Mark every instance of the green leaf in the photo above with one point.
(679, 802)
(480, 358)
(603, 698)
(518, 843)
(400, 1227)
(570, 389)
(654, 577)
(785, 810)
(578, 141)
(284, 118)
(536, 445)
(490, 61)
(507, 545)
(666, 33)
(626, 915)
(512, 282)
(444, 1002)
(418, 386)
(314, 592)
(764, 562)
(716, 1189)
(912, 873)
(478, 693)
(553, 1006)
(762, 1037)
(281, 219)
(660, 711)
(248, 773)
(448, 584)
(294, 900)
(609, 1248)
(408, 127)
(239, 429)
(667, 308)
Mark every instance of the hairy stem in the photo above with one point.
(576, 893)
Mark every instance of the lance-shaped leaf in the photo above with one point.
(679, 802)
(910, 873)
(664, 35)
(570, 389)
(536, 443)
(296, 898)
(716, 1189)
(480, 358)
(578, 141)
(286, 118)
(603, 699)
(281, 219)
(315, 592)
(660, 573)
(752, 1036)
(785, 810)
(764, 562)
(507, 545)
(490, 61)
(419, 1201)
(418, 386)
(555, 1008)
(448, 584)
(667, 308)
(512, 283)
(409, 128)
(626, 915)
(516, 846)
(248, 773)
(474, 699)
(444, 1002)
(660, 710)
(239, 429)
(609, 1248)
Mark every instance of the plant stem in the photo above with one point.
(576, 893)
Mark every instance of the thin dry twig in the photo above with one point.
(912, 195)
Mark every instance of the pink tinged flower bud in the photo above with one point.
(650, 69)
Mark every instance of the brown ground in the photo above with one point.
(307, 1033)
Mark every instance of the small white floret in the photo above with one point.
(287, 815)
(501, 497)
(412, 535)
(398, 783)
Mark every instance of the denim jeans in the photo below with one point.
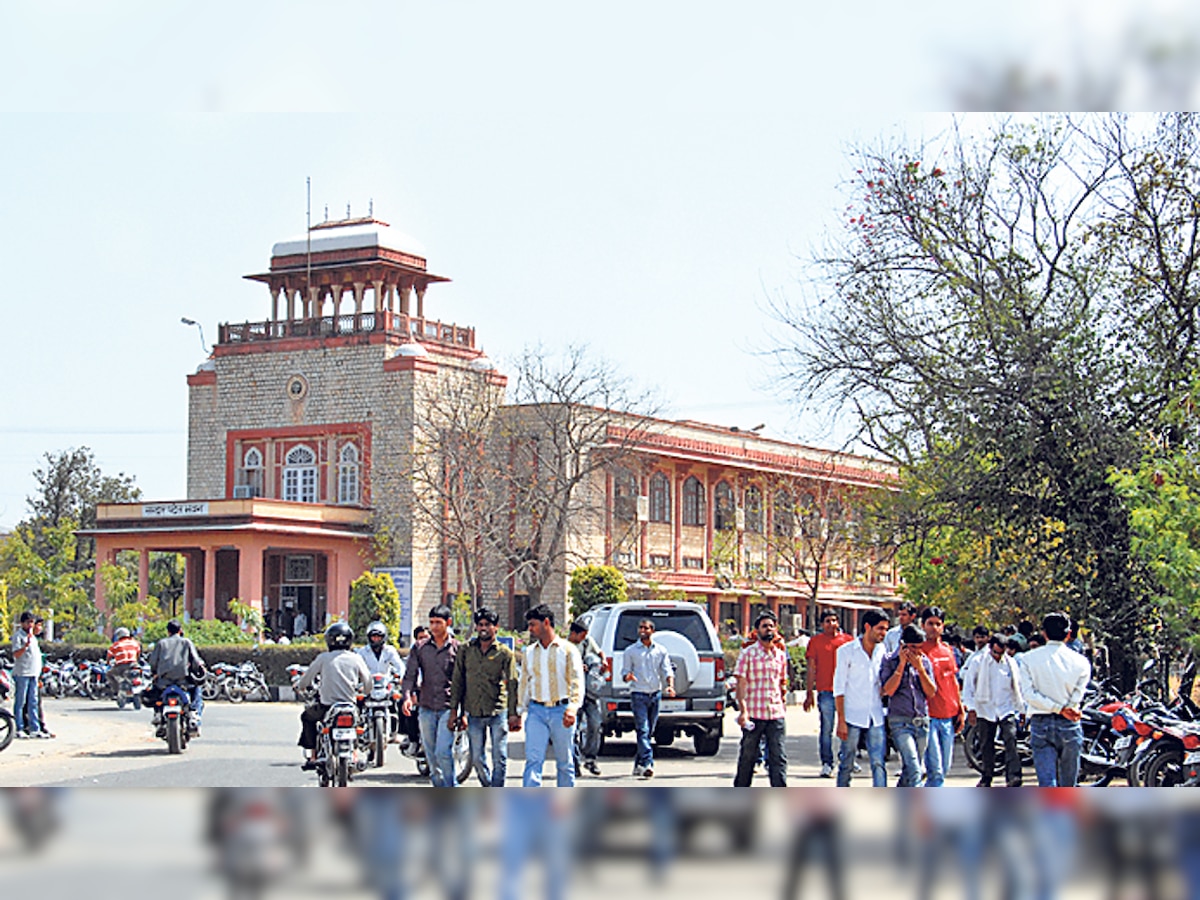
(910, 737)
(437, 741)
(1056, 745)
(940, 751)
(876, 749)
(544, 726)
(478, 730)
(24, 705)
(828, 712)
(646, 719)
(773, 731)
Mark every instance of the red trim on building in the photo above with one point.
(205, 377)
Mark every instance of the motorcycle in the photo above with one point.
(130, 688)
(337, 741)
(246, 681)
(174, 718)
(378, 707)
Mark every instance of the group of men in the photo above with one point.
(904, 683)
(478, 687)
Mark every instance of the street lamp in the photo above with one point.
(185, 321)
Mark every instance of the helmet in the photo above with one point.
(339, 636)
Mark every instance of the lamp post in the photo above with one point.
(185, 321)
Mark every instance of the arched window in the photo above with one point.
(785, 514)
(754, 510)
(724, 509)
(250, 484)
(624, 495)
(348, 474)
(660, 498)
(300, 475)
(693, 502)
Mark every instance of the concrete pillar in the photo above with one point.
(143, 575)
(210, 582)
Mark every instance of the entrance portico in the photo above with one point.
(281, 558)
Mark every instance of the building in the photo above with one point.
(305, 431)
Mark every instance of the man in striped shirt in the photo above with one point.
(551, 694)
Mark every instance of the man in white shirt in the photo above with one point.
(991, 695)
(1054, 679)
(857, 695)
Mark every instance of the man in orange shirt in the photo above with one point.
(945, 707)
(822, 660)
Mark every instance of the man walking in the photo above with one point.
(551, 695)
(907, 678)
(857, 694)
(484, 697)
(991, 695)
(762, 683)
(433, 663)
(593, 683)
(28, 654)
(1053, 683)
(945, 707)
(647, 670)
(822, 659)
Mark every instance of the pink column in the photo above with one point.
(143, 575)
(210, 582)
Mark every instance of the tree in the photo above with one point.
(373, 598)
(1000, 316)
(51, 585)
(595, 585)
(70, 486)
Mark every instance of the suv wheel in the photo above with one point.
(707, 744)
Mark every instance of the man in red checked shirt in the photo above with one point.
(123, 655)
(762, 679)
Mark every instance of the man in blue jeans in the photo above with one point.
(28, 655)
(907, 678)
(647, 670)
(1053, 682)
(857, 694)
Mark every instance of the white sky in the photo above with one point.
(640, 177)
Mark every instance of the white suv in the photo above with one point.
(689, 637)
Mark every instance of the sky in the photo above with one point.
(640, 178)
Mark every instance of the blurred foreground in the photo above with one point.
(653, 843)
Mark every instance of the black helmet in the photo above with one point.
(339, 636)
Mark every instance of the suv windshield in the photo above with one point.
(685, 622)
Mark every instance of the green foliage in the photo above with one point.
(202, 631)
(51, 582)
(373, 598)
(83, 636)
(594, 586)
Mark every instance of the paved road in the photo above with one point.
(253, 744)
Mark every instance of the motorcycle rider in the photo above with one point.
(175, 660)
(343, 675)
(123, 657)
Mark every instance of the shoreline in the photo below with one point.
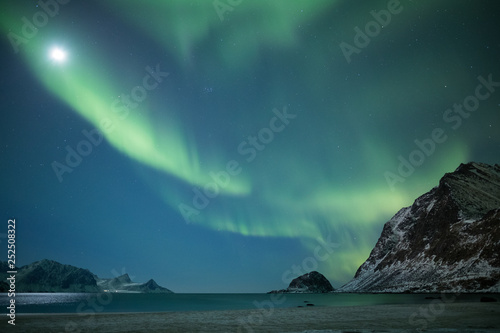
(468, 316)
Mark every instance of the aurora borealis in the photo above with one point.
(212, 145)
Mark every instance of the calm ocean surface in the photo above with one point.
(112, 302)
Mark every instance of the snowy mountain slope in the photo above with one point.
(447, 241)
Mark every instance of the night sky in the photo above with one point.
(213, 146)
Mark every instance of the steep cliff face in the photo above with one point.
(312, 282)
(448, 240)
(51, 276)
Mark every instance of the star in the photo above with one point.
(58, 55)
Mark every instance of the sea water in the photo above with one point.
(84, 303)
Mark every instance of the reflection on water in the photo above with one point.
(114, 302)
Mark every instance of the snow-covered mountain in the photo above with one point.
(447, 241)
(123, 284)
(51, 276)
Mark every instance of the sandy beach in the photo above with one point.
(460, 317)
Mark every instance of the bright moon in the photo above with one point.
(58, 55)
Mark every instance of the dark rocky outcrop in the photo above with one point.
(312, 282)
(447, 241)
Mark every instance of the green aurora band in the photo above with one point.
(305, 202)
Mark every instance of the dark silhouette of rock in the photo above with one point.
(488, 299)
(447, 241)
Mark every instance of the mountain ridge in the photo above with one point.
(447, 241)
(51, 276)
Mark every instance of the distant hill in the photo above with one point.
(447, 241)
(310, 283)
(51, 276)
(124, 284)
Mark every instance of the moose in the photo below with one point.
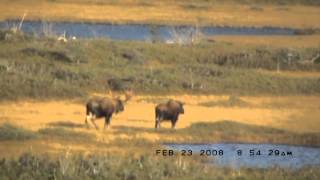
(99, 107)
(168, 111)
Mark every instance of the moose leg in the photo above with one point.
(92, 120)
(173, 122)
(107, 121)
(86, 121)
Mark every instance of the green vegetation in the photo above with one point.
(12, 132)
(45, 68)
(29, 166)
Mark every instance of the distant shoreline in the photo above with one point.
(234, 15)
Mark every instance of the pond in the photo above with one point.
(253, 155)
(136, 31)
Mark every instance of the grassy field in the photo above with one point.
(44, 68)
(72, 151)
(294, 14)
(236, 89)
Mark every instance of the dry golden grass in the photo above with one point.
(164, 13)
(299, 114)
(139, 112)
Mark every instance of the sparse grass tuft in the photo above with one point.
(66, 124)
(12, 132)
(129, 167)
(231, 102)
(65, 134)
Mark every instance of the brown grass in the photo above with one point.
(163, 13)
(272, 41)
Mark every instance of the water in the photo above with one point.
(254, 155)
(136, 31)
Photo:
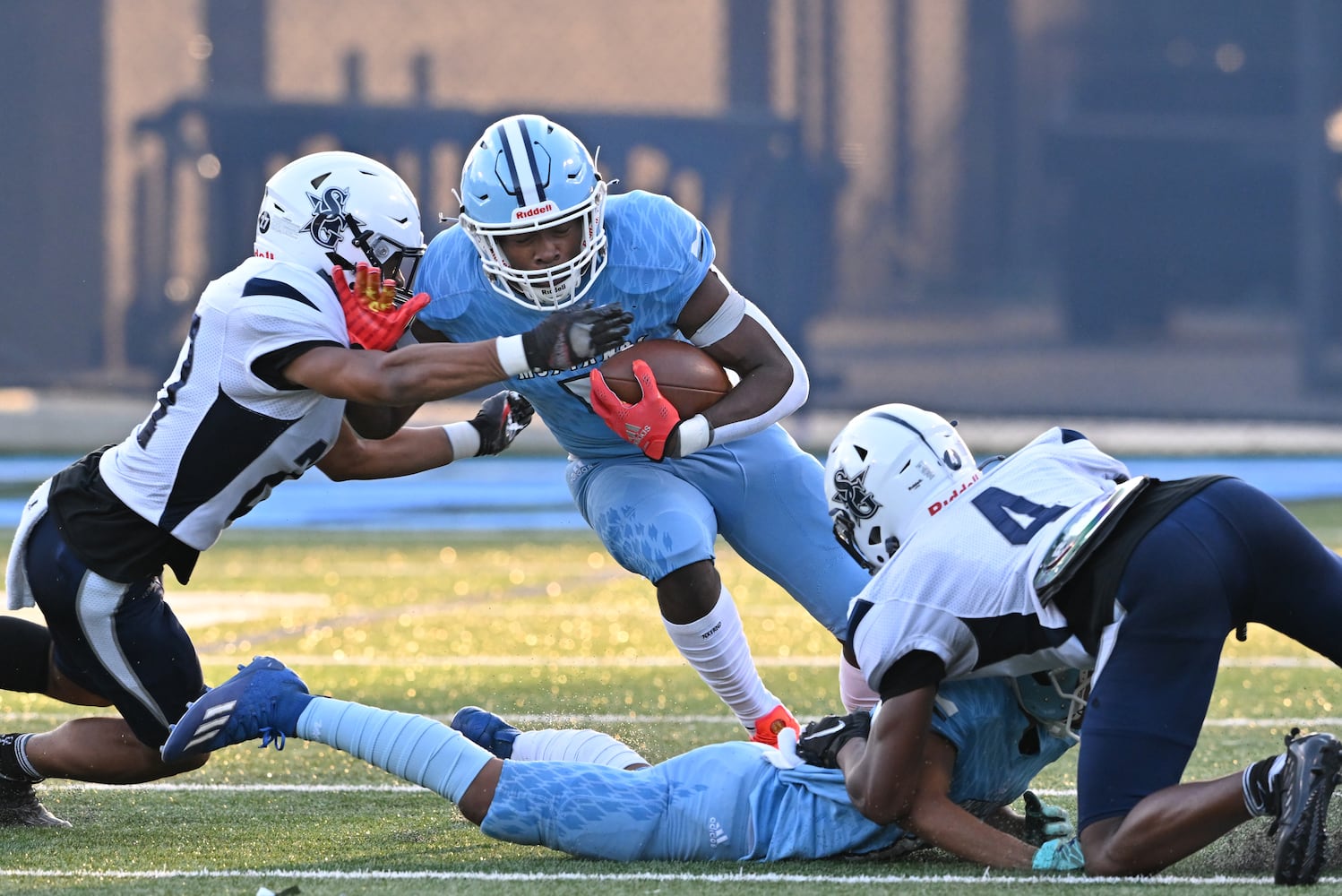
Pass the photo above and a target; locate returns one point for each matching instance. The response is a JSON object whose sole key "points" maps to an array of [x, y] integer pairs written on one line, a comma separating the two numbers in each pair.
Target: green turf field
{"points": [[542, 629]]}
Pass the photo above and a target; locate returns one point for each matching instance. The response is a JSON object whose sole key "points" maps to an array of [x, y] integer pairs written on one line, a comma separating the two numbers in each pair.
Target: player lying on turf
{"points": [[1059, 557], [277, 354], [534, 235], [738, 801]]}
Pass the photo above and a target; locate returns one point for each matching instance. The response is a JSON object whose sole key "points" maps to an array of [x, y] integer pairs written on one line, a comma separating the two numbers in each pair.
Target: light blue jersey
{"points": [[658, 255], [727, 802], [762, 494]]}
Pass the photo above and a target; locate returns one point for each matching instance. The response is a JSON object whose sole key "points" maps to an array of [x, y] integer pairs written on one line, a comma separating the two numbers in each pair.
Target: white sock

+--

▶ What this task involves: Output the entries above exactly. Drop the pictures.

▶ Result for this exercise:
Mark every instance of the green leaf in the photo above with one point.
(679, 802)
(480, 358)
(603, 698)
(518, 843)
(400, 1227)
(570, 389)
(654, 577)
(785, 810)
(578, 141)
(284, 118)
(536, 445)
(490, 61)
(507, 545)
(666, 33)
(626, 915)
(512, 282)
(444, 1002)
(418, 386)
(314, 592)
(764, 562)
(716, 1189)
(912, 873)
(478, 693)
(553, 1006)
(762, 1037)
(281, 219)
(660, 711)
(248, 773)
(448, 584)
(294, 900)
(609, 1248)
(408, 127)
(239, 429)
(667, 308)
Mark every instance of the hairy stem in the photo above with one point.
(576, 893)
Mark every instance of the lance-shaped leaf in the photo above with one point.
(679, 802)
(910, 873)
(664, 35)
(570, 389)
(536, 443)
(296, 898)
(716, 1189)
(480, 358)
(578, 141)
(286, 118)
(603, 699)
(281, 219)
(315, 592)
(660, 573)
(752, 1036)
(785, 810)
(764, 562)
(507, 545)
(490, 61)
(419, 1201)
(418, 386)
(555, 1008)
(448, 584)
(667, 308)
(512, 283)
(409, 128)
(626, 915)
(516, 846)
(248, 773)
(474, 699)
(444, 1002)
(660, 710)
(239, 429)
(609, 1248)
Mark every instance of the plant stem in the photo above with one point.
(576, 893)
Mark every instance of the thin dry twig in the photo above with one point.
(912, 195)
Mark every instance of the pink tinged flower bud in the photo above with one point.
(650, 69)
Mark every instance of the brown ground in the photo above with one point.
(307, 1033)
Mark every instance of the small white floret in the photo above with one point.
(287, 815)
(501, 497)
(412, 535)
(398, 783)
Mark every instance of the denim jeans in the photo below with one point.
(910, 737)
(437, 741)
(1056, 745)
(940, 751)
(876, 749)
(544, 726)
(478, 730)
(24, 705)
(828, 712)
(646, 719)
(773, 731)
Mark every instance of the red trim on building in the photo above with one point.
(205, 377)
Mark every instance of the motorcycle in the photo above with one point.
(130, 688)
(337, 741)
(246, 681)
(174, 718)
(378, 707)
Mark every instance of the group of men in the photo above with one point.
(904, 683)
(478, 687)
Mark every instance of the street lamp in the photo above with one point.
(185, 321)
Mark every instance of the helmet in the photo above with one point.
(339, 636)
Mark every instance of the lamp post in the photo above with one point.
(185, 321)
Mark every instance of the arched window in the photo above with one point.
(785, 514)
(754, 510)
(724, 509)
(250, 484)
(624, 495)
(348, 474)
(660, 498)
(300, 475)
(693, 502)
Mark every instance of the concrete pillar in the photo above with one point.
(143, 575)
(210, 582)
Mark every instance of the entrance portico in the photo above with one point.
(281, 558)
Mark every instance of the building in the photo above with one point.
(305, 431)
Mark every instance of the man in striped shirt in the photo above with one point.
(551, 694)
Mark every instance of the man in white shirt in the photo above with one point.
(991, 695)
(1054, 679)
(857, 695)
Mark every instance of the man in orange shirt in the photo above with one point.
(945, 707)
(822, 660)
Mark every instance of the man walking in the photo above with one point.
(551, 695)
(907, 678)
(857, 694)
(484, 697)
(991, 695)
(762, 683)
(433, 663)
(593, 683)
(28, 654)
(1053, 683)
(945, 707)
(647, 670)
(822, 659)
Mark every instance of the pink column in the photo above with one point.
(143, 575)
(210, 582)
Mark every instance of the tree in the photo above with one point.
(373, 598)
(1000, 316)
(51, 585)
(595, 585)
(70, 486)
Mark every instance of the suv wheel in the photo above with one point.
(707, 744)
Mark every instance of the man in red checked shirt in the photo above with one point.
(123, 655)
(762, 679)
Mark every instance of the man in blue jeans in the photo above with one point.
(28, 655)
(907, 678)
(647, 670)
(1053, 682)
(857, 694)
Mark every instance of the white sky in the photo above with one point.
(640, 177)
Mark every instance of the white suv in the photo above with one point.
(689, 637)
Mark every instance of the sky in the photo above with one point.
(640, 178)
Mark every instance of the blurred foreground in the photo above with one point.
(653, 843)
Mark every instance of the black helmet in the photo above with one point.
(339, 636)
Mark every instance of the suv windshield in the photo above with one point.
(685, 622)
Mark every instance of the green foliage in the photo above with one point.
(202, 631)
(51, 582)
(373, 598)
(83, 636)
(594, 586)
Mark every instance of the paved road in the photo above with one point.
(253, 744)
Mark every instance of the motorcycle rider in the photo above with one point.
(175, 660)
(343, 675)
(123, 657)
Mark every instance of the shoreline in the photo below with one point.
(468, 316)
Mark every instance of the aurora borealis in the photo above with one point.
(212, 145)
Mark every instance of the calm ocean surface in the photo above with one point.
(112, 302)
Mark every instance of the snowy mountain slope in the photo above with one point.
(447, 241)
Mark every instance of the night sky in the photo above with one point.
(213, 146)
Mark every instance of the steep cliff face in the photo above with one point.
(312, 282)
(448, 240)
(51, 276)
Mark every instance of the star in the photo above with one point.
(58, 55)
Mark every instance of the sea water in the photo above with one point.
(84, 303)
Mark every instance of the reflection on water in the photo above with one point.
(114, 302)
Mark every instance of the snow-covered mountain in the photo above with one point.
(447, 241)
(123, 284)
(51, 276)
Mark every instance of the sandy beach in the photo above with one point.
(460, 317)
Mark every instance of the bright moon in the photo above with one point.
(58, 55)
Mark every instance of the dark rocky outcrop in the photo above with one point.
(312, 282)
(447, 241)
Mark every instance of the green aurora band in the photo above with one point.
(305, 202)
Mark every instance of the dark silhouette of rock in the photo above with one point.
(488, 299)
(447, 241)
Mark every instance of the mountain ridge in the photo above with one point.
(447, 241)
(51, 276)
Mark every instance of the distant hill in the photo above with one point.
(447, 241)
(310, 283)
(51, 276)
(124, 284)
Mark every instance of the moose in the photo below with one point.
(99, 107)
(168, 111)
Mark every instance of the moose leg in the photo above with one point.
(92, 120)
(173, 122)
(107, 121)
(86, 121)
Mark every instance of the green vegetation in the photo above with one point.
(12, 132)
(45, 68)
(29, 166)
Mark every instance of the distant shoreline in the photo above with one point.
(234, 15)
Mark every instance of the pond in the photo above with one point.
(253, 155)
(136, 31)
Mark every instance of the grassy field in the photo above with one point.
(44, 68)
(72, 151)
(294, 14)
(236, 89)
Mark every instance of the dry golden grass in the photo above with one point.
(164, 13)
(299, 114)
(139, 112)
Mark every instance of the sparse grass tuft in the photo above with one point.
(66, 124)
(12, 132)
(129, 167)
(231, 102)
(65, 134)
Mark every instance of the brown grass in the photo above with one point.
(163, 13)
(272, 41)
Mark every instance of the water in the photo above with one point.
(254, 155)
(136, 31)
Photo:
Pass the photo above and a target; locate returns one point for each matching instance. The response is a JSON object whose sole key "points" maps to an array of [x, y] integer pairs written on one line, a comma separating the two numbers in each pair.
Target: green turf field
{"points": [[542, 629]]}
Pass the photo above and a target; locate returns one point for each matching instance. The response is a JSON object whose sole key "points" maps to an array of [x, y] integer pairs written on one line, a comma separating the two numbers in each pair.
Target: player lying on turf
{"points": [[1059, 557], [277, 354], [534, 235], [738, 801]]}
Pass the photo above and a target; locate returns one point for each matching instance. The response is a JSON object whose sole key "points" maps to an array of [x, y] integer pairs written on one line, a comma separating the two numbers in each pair.
Target: light blue jersey
{"points": [[658, 255], [727, 802], [762, 494]]}
Pass the photo above and a target; locate returns one point for each matching instance. The response is a JSON object whose sole key "points" maps to an array of [x, y] integer pairs written on one line, a comma separating the two numbers in each pair.
Target: white sock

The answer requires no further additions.